Information given
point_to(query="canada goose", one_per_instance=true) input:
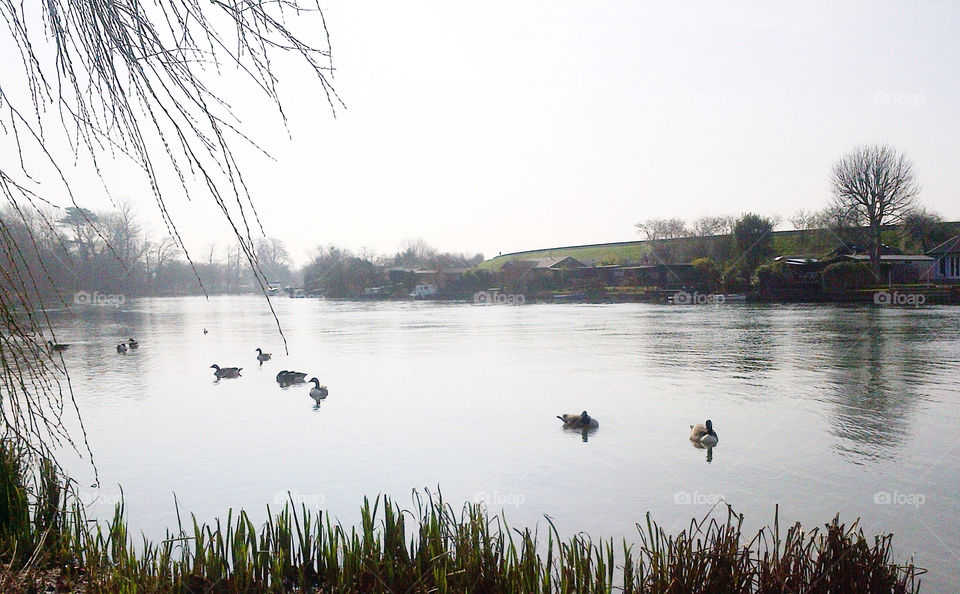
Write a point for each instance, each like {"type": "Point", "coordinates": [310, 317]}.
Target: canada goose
--
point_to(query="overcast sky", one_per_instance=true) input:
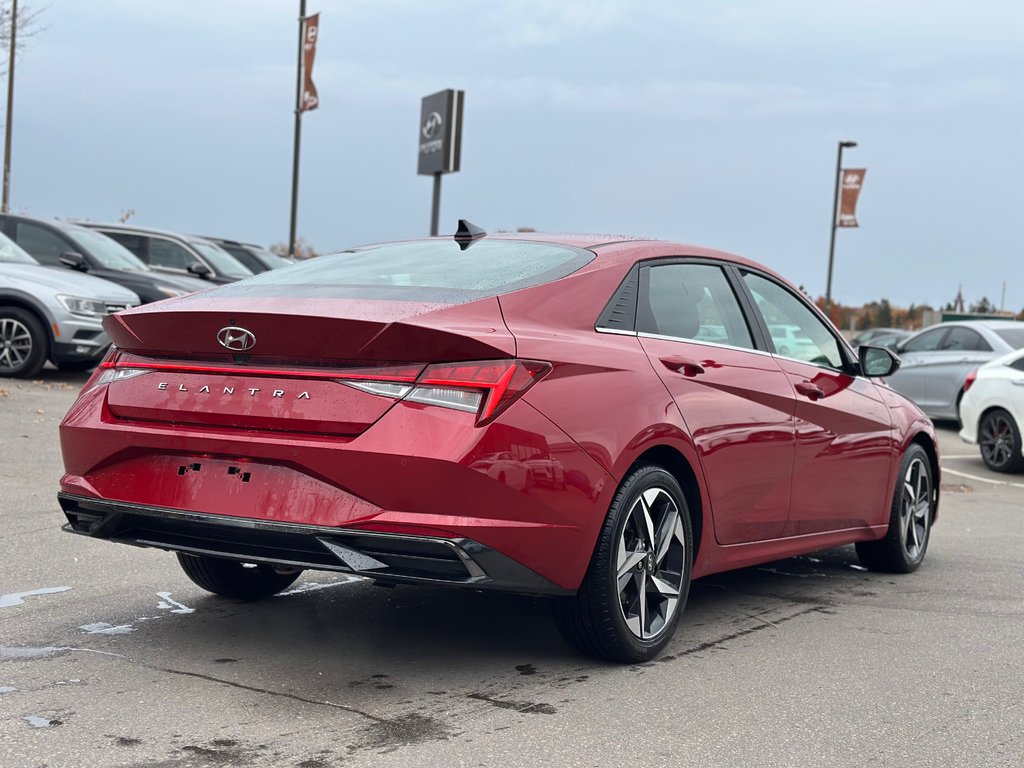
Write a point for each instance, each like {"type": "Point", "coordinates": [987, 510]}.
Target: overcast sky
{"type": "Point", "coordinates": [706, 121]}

Exercise aim
Gather every line of the listing above that contains the word "like". Matching is case-sensitive.

Written answer
Write a point for each instance, each like {"type": "Point", "coordinates": [310, 317]}.
Write a point for each instance, each like {"type": "Point", "coordinates": [987, 510]}.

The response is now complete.